== Your task ==
Reproduce all the lines below exactly and omit the images.
• • • • •
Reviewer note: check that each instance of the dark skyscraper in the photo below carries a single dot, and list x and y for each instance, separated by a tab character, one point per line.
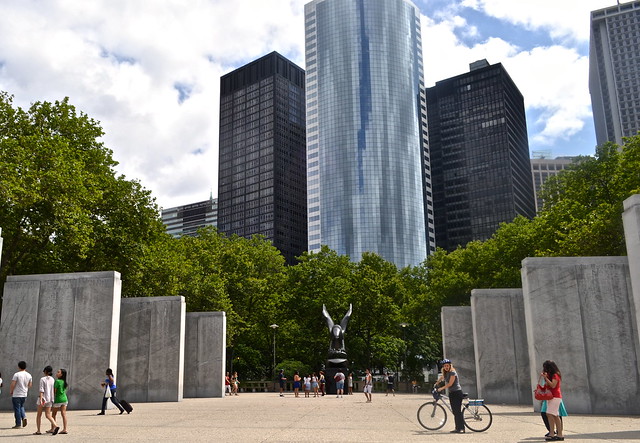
262	174
480	166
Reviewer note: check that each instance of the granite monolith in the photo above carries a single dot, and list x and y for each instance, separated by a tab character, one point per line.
151	352
67	321
579	313
457	344
205	354
500	345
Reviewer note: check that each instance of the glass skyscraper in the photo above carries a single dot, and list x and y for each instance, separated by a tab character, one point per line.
367	156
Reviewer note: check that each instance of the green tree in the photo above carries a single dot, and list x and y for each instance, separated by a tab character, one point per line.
62	207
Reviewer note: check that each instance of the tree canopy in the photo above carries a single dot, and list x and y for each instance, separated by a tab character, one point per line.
62	207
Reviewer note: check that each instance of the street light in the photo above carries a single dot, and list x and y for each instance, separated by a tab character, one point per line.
274	327
404	363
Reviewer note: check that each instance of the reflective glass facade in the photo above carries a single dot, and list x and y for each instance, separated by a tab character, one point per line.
366	133
479	155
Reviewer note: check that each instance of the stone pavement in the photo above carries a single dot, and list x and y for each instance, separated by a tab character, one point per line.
265	417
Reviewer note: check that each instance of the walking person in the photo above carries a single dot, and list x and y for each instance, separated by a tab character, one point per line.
553	379
235	383
322	382
296	384
368	384
20	384
339	378
60	400
390	383
282	380
109	385
452	383
227	384
45	401
562	412
314	384
307	385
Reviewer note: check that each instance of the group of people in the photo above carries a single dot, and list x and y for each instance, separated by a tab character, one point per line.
52	397
552	410
231	384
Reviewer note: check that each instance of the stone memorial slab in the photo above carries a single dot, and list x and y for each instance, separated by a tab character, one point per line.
579	313
457	344
67	321
205	354
631	222
500	345
151	352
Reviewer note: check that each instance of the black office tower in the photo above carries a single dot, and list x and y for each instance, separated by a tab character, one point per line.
481	174
262	173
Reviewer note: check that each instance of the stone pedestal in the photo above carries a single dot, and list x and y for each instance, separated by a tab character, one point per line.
205	354
500	345
151	353
457	344
579	313
67	321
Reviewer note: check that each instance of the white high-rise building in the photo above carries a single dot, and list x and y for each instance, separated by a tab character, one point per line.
614	71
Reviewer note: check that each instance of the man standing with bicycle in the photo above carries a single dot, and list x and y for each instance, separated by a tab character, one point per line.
450	378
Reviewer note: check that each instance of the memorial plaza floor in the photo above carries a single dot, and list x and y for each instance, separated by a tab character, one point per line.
266	417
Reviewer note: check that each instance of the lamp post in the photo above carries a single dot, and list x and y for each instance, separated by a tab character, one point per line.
274	327
404	339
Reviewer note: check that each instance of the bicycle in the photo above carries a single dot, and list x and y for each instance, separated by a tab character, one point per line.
433	416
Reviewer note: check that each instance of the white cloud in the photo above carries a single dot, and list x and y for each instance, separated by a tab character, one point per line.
561	18
120	61
552	79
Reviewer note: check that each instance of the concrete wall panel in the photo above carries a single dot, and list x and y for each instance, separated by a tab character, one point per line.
151	353
457	344
631	221
579	313
62	320
205	354
500	345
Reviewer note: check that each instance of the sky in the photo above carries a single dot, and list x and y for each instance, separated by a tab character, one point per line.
149	71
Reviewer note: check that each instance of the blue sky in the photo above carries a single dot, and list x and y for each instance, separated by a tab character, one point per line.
150	71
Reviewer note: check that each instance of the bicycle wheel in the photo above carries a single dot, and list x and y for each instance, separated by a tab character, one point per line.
477	418
432	416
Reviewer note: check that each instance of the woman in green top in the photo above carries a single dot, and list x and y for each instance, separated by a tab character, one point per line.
60	401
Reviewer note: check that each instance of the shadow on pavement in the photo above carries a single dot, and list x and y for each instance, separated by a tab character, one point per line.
622	435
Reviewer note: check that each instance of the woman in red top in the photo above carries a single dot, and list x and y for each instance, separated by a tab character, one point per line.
553	379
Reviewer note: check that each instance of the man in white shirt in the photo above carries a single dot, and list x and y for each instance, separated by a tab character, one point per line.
20	384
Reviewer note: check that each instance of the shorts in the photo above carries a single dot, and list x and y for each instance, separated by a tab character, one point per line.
553	405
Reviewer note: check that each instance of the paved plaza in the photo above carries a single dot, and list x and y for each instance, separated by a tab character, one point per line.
265	417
• • • • •
== Exercise solution ==
Reviewer note: check that each instance of the dark skyscraper in the photo below carries a single dot, and list x and y for each instance, separated by a tab character, one point per line.
262	174
480	166
Reviewer note: check that each instance of the granite monolith in the photo above carries a single dot, and list x and y for each instance, separated by a tab character, one point per line.
151	352
67	321
579	313
457	344
205	354
500	345
Reviewer note: check that each instance of the glass skyscraper in the photo above carries a single dot, and list x and y for each instance, separated by a tab character, one point per line.
367	156
Reviewer note: check that each instance of the green tree in the photo above carries a single dot, and list x and y for each instance, separated by a tab character, one point per line.
62	207
Reviewer note: check that each instance of the tree canopy in the photo above carries a single dot, and list x and y for each instance, separated by a tab character, one point per line.
62	207
Reviewer note: check that each instance of the street light in the photo above carries a single dot, and list x and y for each instance, separated by a tab character, one point per line.
274	327
404	363
Reviewer note: check that each instance of the reflective glass facade in the photo above carries a single dot, and list x and y for each instance, separated by a tab character, one point per line.
366	133
479	155
Reviewer note: check that each instance of the stone pavement in the photo above carries a single dot, and list x and y for each instance, separated by a tab character, one point per line.
265	417
Reviewer note: check that each instance of the walking person in the photo above carries a single dot, and list x and y for each instance, separated by a tab character, one point per line.
553	379
235	383
322	382
296	384
368	384
20	384
339	378
60	400
390	383
282	380
109	385
452	383
227	384
45	401
562	412
314	384
307	385
Reviewer note: check that each instance of the group of people in the photo above carries a single dot, and list x and y for each instance, separated by a tab character, one point per line.
52	397
552	410
231	384
Reviewer note: check that each instance of the stone memorial slab in the photo above carries a single dot, and list x and y for each instance, separated by a tab character, one point per line.
579	313
457	344
67	321
205	354
631	222
500	345
151	352
Reviewer note: check that each instance of the black office tower in the photo above carries a single dot, and list x and y for each instance, separated by a tab character, one point per line.
481	174
262	173
Reviewer note: check that each instance of the stone pedestal in the photo above carries a single dot, and list x and y for each instance, separated by a tab character, one point per line.
205	354
500	345
151	353
457	344
579	313
67	321
Reviewer note: check that each instance of the white high-rise building in the photo above carries a single dot, and list x and y for each instance, separated by a tab character, one point per line.
614	71
Reviewer note: check that each instance of the man standing with bicycle in the photo above carries a single dot, and list x and y for each instance, separated by a tab character, one point per line.
450	378
Reviewer note: check that each instance of the memorial plaza floor in the photo above carries a single dot, and list x and y for each instance, separated by a tab character, one point per line.
266	417
Reviewer note: check that each instance of the lamp post in the photo above carries a single dot, and list x and y for each instance, separated by a tab character, one point per line.
274	327
404	339
Reviewer note: check that each instance of the bicycle in the photo above carries a single dot, and list x and y for each instance, separated by a tab character, one point per line.
433	416
Reviewer note: check that each instance of the white cloud in the photo above carries a single dot, and list x and y for each instance, separated by a tab character, one point per line.
561	18
120	61
552	79
Reviewer note: check that each instance of the concrete wall panel in the photo above carries a single dot, and list x and y for each instance, separated by a tab character, one point per line.
151	353
457	344
631	221
579	313
62	320
205	354
500	345
Reviewer note: check that each instance of the sky in the photo above carries a single dot, and list x and y for each instance, separated by a tab character, one point per line.
149	71
Reviewer note: check that each instance of the blue sky in the photo above carries a single dot, and list x and y for each instance, separated by a tab character, one point per line.
150	71
Reviewer note: check that each instance of the bicycle wheel in the photo above carries a single dot, and list x and y for each instance, separated by a tab character, one point per line.
477	418
432	416
Reviewer note: check that each instance of the woman in green top in the photo above carries a single dot, and list x and y for each instance, separated by a tab character, one point per line.
60	401
Reviewer note: check that each instance of the shadow on pavement in the photo above carries a single dot, and list x and y for each instance, separated by a tab character, one point per line.
622	435
Reviewer note: check that each instance of the woman in red top in the photo above carries a single dot, and list x and y for each instance, separated by a tab character, one point per line.
553	379
Reviewer note: check that each instance of the man in white shirt in the photo above carries a single dot, and list x and y for each instance, separated by a tab character, one point per line.
20	384
Reviewer note: check that each instance of the shorts in the photo above carries a single dot, and list x and y for each instance, separated by a tab character, one point per line.
553	405
Reviewer note: check that each instance of the paved plaza in the photo above carries a single dot, and list x and y for each instance, separated by a tab character, one point per line.
265	417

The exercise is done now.